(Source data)

_____

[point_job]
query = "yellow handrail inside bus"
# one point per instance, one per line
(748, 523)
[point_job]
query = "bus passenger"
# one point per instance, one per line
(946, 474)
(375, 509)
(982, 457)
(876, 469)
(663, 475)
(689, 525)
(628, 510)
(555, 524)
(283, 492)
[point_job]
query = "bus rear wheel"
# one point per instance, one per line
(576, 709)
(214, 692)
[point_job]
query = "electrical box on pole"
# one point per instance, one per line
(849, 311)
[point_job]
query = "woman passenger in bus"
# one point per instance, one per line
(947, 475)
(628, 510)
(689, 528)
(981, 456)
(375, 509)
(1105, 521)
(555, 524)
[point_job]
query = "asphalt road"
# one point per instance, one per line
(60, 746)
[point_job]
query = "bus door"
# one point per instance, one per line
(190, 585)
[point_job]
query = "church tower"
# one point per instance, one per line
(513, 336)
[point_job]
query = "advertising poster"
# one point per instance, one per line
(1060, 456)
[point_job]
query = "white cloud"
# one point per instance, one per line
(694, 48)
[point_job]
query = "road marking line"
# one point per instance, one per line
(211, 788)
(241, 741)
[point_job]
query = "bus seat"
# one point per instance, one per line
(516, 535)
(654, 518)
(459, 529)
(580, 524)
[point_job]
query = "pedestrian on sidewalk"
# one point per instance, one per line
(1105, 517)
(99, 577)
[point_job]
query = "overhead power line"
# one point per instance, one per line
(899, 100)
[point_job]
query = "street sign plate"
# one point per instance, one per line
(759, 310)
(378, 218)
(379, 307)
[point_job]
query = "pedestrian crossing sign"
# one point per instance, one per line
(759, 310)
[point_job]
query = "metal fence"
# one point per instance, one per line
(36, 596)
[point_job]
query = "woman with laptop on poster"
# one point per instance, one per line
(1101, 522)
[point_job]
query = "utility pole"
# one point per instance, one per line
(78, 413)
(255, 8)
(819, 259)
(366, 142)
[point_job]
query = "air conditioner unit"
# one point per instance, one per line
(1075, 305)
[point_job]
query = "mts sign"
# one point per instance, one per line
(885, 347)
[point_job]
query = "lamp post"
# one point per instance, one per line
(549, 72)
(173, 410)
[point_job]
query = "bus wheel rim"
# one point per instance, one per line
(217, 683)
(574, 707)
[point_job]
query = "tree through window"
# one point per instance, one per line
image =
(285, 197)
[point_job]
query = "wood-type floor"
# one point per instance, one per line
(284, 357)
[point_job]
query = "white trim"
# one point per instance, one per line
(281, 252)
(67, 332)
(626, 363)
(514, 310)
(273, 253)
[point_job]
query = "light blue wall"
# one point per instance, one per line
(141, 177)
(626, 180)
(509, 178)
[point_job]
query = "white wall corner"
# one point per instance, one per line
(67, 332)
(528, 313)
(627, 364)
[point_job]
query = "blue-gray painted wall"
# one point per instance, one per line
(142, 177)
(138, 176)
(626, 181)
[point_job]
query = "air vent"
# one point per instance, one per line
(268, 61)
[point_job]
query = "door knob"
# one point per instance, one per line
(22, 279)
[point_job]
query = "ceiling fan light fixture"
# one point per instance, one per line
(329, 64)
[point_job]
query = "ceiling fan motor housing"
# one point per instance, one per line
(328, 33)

_____

_TRY IT_
Each entry above has to be duplicated exactly as it stands.

_ANSWER TO THIS PROBLEM_
[point_job]
query = "yellow handrail inside bus"
# one point per instance, one per line
(748, 523)
[point_job]
query = "bus passenger"
# one point per instance, one per line
(946, 474)
(375, 509)
(982, 457)
(876, 469)
(663, 475)
(689, 525)
(628, 510)
(555, 524)
(283, 492)
[point_job]
query = "bus rear wheel"
# one point per instance, one per line
(576, 709)
(214, 692)
[point_job]
query = "electrical box on pole"
# one point per instance, one per line
(849, 311)
[point_job]
query = "woman passenger in bus"
# one point per instance, one per line
(947, 475)
(628, 510)
(689, 528)
(981, 456)
(375, 509)
(1105, 521)
(555, 524)
[point_job]
query = "asphalt road"
# one point per instance, one per line
(60, 746)
[point_job]
query = "bus door"
# one point per instance, one per line
(190, 585)
[point_job]
query = "church tower"
# one point per instance, one per line
(513, 336)
[point_job]
query = "advertising poster"
# one point per instance, one per line
(1060, 456)
[point_job]
query = "white cloud"
# one point per instance, one per line
(694, 48)
[point_job]
query = "road marking line"
# one point per instance, one per line
(211, 788)
(241, 741)
[point_job]
query = "bus seat"
# one point per instance, one per line
(516, 535)
(654, 518)
(459, 529)
(580, 524)
[point_job]
query = "pedestrian on sidewalk"
# one point per instance, one per line
(1105, 517)
(99, 577)
[point_job]
query = "overhead power line"
# one point per instance, one per line
(899, 100)
[point_job]
query = "street sign plate"
# one point per instance, one per line
(759, 310)
(378, 218)
(379, 307)
[point_job]
query = "pedestrian crossing sign"
# one point per instance, one per line
(759, 310)
[point_job]
query = "metal fence"
# one point per instance, one per line
(36, 596)
[point_job]
query = "woman with laptop on poster"
# one point per instance, one per line
(1101, 522)
[point_job]
query = "utility pole"
# one point per instance, one per line
(78, 413)
(255, 8)
(819, 259)
(366, 142)
[point_job]
query = "air conditioner unit"
# one point per instance, one per line
(1075, 305)
[point_job]
query = "mts sign"
# one point per instance, one per line
(885, 347)
[point_job]
query = "lamp post"
# one point per instance, one per line
(549, 72)
(173, 410)
[point_job]
query = "bus wheel rim"
# one point per instance, one per line
(217, 683)
(574, 707)
[point_job]
query = "tree through window"
# one point per instance, one per line
image =
(285, 197)
[point_job]
query = "wood-type floor"
# one point per instance, one per line
(284, 357)
[point_job]
query = "white trim"
# one point per instance, one per line
(281, 252)
(67, 332)
(626, 363)
(514, 310)
(273, 253)
[point_job]
query = "light blue wall"
# one point per instance, one per line
(141, 177)
(626, 180)
(509, 178)
[point_job]
query = "white wall corner"
# one point per instance, one per line
(67, 332)
(528, 313)
(627, 364)
[point_job]
query = "blue-gray painted wall"
# one point per instance, one per line
(142, 177)
(138, 176)
(626, 181)
[point_job]
query = "air vent"
# one point per instance, one per line
(268, 61)
[point_job]
query = "door knob"
# one point per instance, one per line
(22, 279)
[point_job]
query = "ceiling fan light fixture"
# one point per instance, one per line
(329, 64)
[point_job]
query = "ceiling fan motor housing"
# one point per instance, one per line
(328, 33)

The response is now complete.